→ Excerpt to read:
We have examined the relationship, if any, between vitamin D and PTH results for our Endolab assays for samples analysed over the period May 2001 - March 2002. Values were only included if both assays (vitamin D and PTH) had been performed on the same plasma sample. Two hundred and twenty four such pairs of measurements (originally analysed for diagnostic purposes) from 208 different patients were available for study. Of these 22 pairs (10%) were excluded for reasons of establised primary hyperparathyroidism, severe renal failure or PTH resistance syndrome (n = 8), or because of insufficent data to allow exclusion of these disorders (n = 14, shown as triangles in Fig. 1). The remaining 202 data pairs from 186 patients are shown as circles in Figure 1.
The figure clearly shows the hyperbolic relationship between PTH and 25-OH vitamin D. As others have found in studies of medical admissions 1, PTH tends to increase as 25-OH vitamin D levels fall below 10-15ng/mL (25-38nmol/L). The relationship between plasma PTH and 25-OH vitamin D for the acceptable data points (circles in Fig. 1) in our series is well described by the function
[PTH] = 1/(0.0238[Vit_D] - 0.0074) + 1.04
which is shown as the smooth curve in the figure. For this function fitted by least squares to our data, R2 = 0.447, df = 201 and p < 0.001.
Clinical Comment
Severe vitamin D deficiency is likely to raise PTH to levels above the reference range ("secondary hyperparathyroidism"), irrespective of the plasma calcium or phosphate
level. However not all patients with hypovitaminosis D will necessarily show "hyperparathyroidism". In this survey of 208 subjects, 8 with very low 25-OH vitamin D levels
(< 7.5ng/mL, mean 6.4ng/mL; < 19nmol/L, mean 16.0nmol/L) had "normal" levels of PTH (mean 4.8pmol/L) for no obvious reason. Further study is required to explain these
variations in the response to a low plasma 25-OH vitamin D level.
1. Thomas MK, Lloyd-Jones DM, Thadhani RI et al. Hypovitaminosis D in medical inpatients. New England Journal of Medicine 338:777-83 (1998).

Stored data entries
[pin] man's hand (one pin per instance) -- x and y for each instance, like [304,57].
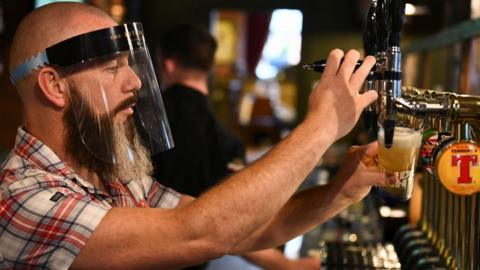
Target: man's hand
[335,102]
[358,173]
[306,263]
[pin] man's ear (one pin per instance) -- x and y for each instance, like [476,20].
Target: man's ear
[52,86]
[170,66]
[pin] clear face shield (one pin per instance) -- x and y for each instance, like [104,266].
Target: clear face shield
[115,100]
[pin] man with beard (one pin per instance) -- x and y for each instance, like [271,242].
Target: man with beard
[72,62]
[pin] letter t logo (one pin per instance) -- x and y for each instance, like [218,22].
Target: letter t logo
[465,177]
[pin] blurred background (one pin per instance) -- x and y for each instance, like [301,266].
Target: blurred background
[259,89]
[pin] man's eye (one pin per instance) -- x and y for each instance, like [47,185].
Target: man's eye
[112,69]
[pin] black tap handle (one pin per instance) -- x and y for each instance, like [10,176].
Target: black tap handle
[369,119]
[370,34]
[388,129]
[383,24]
[397,13]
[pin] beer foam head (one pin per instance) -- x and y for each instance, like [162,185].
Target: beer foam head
[403,137]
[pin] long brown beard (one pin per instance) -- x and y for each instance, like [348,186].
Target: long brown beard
[95,142]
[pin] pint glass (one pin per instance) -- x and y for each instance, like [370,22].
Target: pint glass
[400,160]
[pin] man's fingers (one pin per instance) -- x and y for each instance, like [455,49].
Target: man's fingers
[379,179]
[361,73]
[348,65]
[367,98]
[333,62]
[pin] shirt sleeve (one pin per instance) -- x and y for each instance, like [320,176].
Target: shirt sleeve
[46,228]
[159,196]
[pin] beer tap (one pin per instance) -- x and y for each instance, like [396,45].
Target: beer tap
[370,48]
[389,21]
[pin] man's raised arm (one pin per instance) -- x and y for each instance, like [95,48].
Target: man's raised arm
[219,220]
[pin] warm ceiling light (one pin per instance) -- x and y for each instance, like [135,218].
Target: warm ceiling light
[410,9]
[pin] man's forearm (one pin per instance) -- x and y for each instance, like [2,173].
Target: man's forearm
[303,211]
[253,196]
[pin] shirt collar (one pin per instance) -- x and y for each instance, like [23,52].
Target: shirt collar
[41,156]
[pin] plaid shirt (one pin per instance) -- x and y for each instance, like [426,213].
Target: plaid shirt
[47,212]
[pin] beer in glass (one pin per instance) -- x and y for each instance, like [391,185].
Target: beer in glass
[400,160]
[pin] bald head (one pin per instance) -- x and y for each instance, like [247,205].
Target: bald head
[54,23]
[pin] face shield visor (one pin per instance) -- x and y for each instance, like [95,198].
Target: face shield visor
[112,88]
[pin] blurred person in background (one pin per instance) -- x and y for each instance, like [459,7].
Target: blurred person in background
[76,190]
[205,150]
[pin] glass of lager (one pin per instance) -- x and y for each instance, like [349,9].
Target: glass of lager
[400,159]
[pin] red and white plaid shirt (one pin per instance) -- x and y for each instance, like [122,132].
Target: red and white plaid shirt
[47,212]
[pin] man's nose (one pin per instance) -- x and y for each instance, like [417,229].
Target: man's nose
[133,82]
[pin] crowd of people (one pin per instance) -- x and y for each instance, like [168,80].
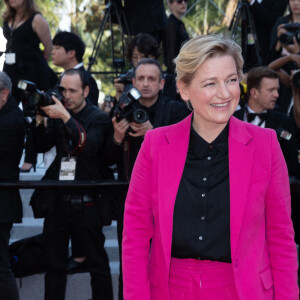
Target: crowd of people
[208,198]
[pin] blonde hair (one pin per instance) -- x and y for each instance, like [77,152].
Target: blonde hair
[197,50]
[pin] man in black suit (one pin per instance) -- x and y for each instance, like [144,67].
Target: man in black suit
[68,50]
[12,130]
[262,94]
[265,13]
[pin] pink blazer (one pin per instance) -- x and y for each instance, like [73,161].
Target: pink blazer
[263,251]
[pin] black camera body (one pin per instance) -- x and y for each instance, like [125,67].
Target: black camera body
[293,30]
[33,98]
[127,108]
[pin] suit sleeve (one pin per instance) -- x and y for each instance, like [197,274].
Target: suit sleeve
[138,228]
[279,228]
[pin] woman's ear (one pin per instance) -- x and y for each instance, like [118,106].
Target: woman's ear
[183,90]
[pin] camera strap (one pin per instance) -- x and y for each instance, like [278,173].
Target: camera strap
[81,140]
[10,58]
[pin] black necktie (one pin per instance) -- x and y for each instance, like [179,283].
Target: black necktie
[251,116]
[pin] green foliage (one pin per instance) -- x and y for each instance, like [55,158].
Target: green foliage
[87,19]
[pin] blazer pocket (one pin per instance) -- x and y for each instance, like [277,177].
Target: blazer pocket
[153,275]
[266,278]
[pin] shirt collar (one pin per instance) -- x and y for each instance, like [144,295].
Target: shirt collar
[201,148]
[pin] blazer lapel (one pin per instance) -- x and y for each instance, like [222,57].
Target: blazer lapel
[240,165]
[171,161]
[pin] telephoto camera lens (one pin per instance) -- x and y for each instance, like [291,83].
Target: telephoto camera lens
[296,78]
[140,116]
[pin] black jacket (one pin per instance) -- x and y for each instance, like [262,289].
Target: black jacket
[164,112]
[265,15]
[12,131]
[277,120]
[92,123]
[175,35]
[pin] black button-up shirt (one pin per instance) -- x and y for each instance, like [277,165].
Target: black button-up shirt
[201,221]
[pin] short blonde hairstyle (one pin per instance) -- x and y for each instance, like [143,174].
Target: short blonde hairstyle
[197,50]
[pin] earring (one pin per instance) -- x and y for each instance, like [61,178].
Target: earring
[189,105]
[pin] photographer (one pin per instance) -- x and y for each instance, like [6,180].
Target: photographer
[277,46]
[67,53]
[142,46]
[265,13]
[128,135]
[262,94]
[78,130]
[11,145]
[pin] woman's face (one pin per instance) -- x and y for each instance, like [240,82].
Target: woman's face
[294,6]
[214,92]
[16,3]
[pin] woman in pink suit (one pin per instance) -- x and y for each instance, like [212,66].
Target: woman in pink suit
[207,215]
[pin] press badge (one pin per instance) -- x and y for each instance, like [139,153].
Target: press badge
[10,58]
[67,168]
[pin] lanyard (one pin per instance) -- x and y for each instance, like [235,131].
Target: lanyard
[11,32]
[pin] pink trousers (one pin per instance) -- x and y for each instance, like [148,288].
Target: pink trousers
[192,279]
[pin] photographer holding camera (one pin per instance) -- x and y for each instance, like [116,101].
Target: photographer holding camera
[143,45]
[128,135]
[78,130]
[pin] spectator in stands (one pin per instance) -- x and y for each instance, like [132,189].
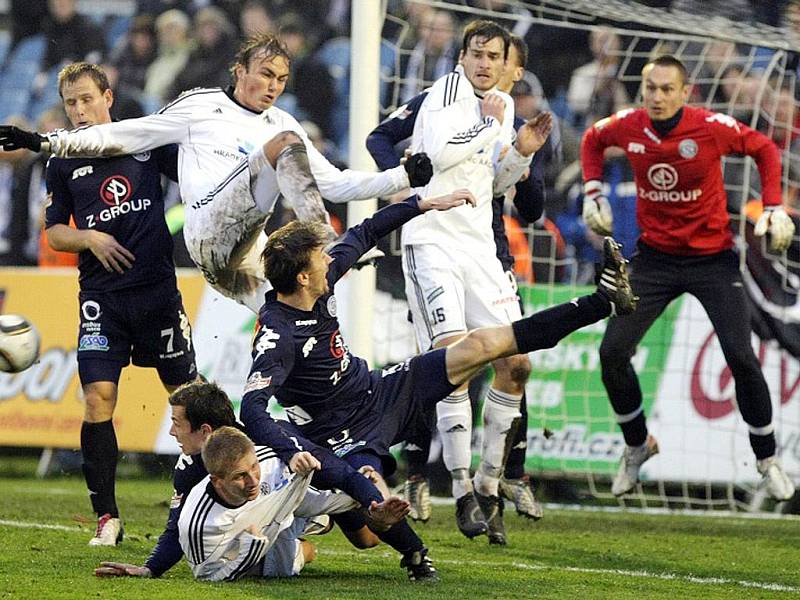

→ Exercise brief:
For each statement, say yes or no depending on whether the excerpt on vitamin D and PTH agrees with it, and quote the exact words of the excerpt that decide it. 1. Before any exclusions, 224 pairs of measurements from 208 patients were available. 2. Eight pairs were excluded because there was too little data to rule out the listed disorders. 3. The least-squares fit of the function gave R2 = 0.447. The stored data entries are separate material, unrelated to the excerpt on vitamin D and PTH.

→ Output of the exercise:
1. Yes: "Two hundred and twenty four such pairs of measurements (originally analysed for diagnostic purposes) from 208 different patients were available for study."
2. No: "because of insufficent data to allow exclusion of these disorders (n = 14"
3. Yes: "R2 = 0.447, df = 201 and p < 0.001"